When does a cathedral stop being a cathedral?

Nov 21, 2018 by

by Gavin Ashenden:

Art, Inclusion and Choosing between Mohammed and Jesus in Blackburn:

Christian Cathedrals are places of and for prayer. They mediate the presence of God. In the balance between transcendence and immanence they begin with transcendence encountered through scale, and move the pilgrim towards immanence through an encounter with the living Jesus.

Jesus is introduced to the pilgrim as the God through whom all things were made and hold together, come on a journey of suffering and triumph. Suffering because through the most profound sacrificial mystery, grasped only by the depths of the plaintive heart, he carries the impurities and imperfections of those who come to him, and cleansing, remakes them.

Triumph, because at first sight broken by death he returns, having rendered it impotent, calling those who hear his song of love on a journey through a dying that no longer has any power to hold and imprison.

Work to do:
[1] According to the cathedral text, what do Christian cathedrals mediate?
[2] Using the cathedral text, explain why it describes Jesus's journey as one of suffering.
The listing is separate material with no connection to the cathedral text.

Source material:
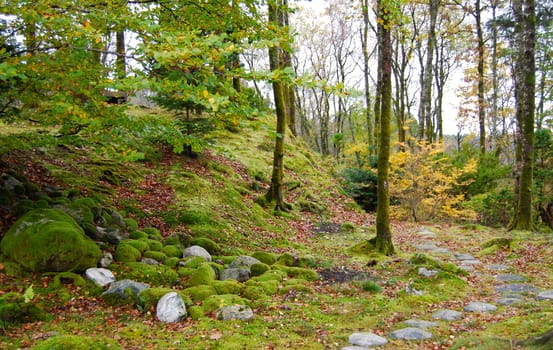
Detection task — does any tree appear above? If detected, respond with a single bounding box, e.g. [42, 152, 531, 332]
[375, 0, 395, 255]
[510, 0, 536, 230]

Results by task:
[1] They mediate the presence of God.

[2] It is a journey of suffering because, through a profound sacrificial mystery, he carries the impurities and imperfections of those who come to him. By cleansing them, he remakes them.